Exercise description | Copy the data from its first line up to and including the line with "top-left (705, 396), bottom-right (1132, 707)", replacing "red sofa cushion" with "red throw pillow" and leaving everything else the same.
==== Available records ====
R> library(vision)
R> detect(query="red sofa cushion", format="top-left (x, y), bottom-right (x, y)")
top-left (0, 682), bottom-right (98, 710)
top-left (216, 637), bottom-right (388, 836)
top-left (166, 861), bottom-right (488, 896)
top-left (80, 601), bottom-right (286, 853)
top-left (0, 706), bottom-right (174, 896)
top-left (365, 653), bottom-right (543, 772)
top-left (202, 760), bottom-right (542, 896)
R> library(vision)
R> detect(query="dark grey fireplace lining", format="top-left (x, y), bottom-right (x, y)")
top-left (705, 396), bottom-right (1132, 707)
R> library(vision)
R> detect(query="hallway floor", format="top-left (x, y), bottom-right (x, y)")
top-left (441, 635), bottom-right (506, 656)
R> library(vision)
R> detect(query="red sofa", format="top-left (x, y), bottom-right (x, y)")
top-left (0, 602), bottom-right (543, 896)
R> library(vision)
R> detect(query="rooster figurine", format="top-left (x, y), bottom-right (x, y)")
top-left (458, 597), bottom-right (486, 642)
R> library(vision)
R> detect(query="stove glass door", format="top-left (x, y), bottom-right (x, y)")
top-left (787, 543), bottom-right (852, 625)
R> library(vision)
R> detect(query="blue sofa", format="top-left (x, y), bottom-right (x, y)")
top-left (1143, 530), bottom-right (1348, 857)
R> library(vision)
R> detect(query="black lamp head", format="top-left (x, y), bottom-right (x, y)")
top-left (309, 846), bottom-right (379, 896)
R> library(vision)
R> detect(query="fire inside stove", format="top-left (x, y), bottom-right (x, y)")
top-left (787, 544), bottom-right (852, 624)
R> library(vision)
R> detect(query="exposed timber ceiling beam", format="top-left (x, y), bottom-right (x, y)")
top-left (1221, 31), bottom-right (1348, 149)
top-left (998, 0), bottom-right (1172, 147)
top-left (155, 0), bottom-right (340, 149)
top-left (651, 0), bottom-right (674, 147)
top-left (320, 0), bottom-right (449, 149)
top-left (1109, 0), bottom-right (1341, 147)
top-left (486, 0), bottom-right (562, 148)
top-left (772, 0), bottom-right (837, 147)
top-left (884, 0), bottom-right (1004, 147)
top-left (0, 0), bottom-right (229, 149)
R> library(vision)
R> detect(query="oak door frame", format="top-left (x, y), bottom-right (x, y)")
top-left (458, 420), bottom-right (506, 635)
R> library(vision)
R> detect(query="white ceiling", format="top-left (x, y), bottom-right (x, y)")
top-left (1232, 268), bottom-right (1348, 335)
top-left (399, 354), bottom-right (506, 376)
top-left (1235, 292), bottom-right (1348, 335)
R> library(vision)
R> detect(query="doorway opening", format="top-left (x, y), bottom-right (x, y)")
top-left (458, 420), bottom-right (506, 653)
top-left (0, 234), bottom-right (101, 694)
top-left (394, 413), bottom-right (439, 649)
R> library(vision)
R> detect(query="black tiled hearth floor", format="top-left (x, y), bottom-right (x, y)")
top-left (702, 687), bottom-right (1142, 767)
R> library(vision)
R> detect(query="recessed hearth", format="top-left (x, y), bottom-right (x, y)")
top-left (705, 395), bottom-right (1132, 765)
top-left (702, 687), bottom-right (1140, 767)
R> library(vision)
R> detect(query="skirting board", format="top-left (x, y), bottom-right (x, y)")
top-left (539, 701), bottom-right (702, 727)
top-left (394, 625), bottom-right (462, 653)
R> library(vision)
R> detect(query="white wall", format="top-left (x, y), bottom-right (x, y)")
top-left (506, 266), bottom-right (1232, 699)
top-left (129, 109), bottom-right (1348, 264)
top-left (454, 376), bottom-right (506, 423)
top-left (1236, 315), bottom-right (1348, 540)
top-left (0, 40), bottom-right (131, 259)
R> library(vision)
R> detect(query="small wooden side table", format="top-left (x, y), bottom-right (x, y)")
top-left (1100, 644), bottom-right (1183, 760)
====
Complete output |
R> library(vision)
R> detect(query="red throw pillow", format="top-left (x, y), bottom-right (x, y)")
top-left (0, 682), bottom-right (98, 710)
top-left (216, 637), bottom-right (388, 836)
top-left (166, 861), bottom-right (488, 896)
top-left (80, 601), bottom-right (286, 853)
top-left (0, 706), bottom-right (174, 896)
top-left (365, 653), bottom-right (543, 772)
top-left (202, 760), bottom-right (542, 896)
R> library(vision)
R> detect(query="dark grey fireplace lining", format="top-left (x, y), bottom-right (x, y)")
top-left (705, 396), bottom-right (1132, 707)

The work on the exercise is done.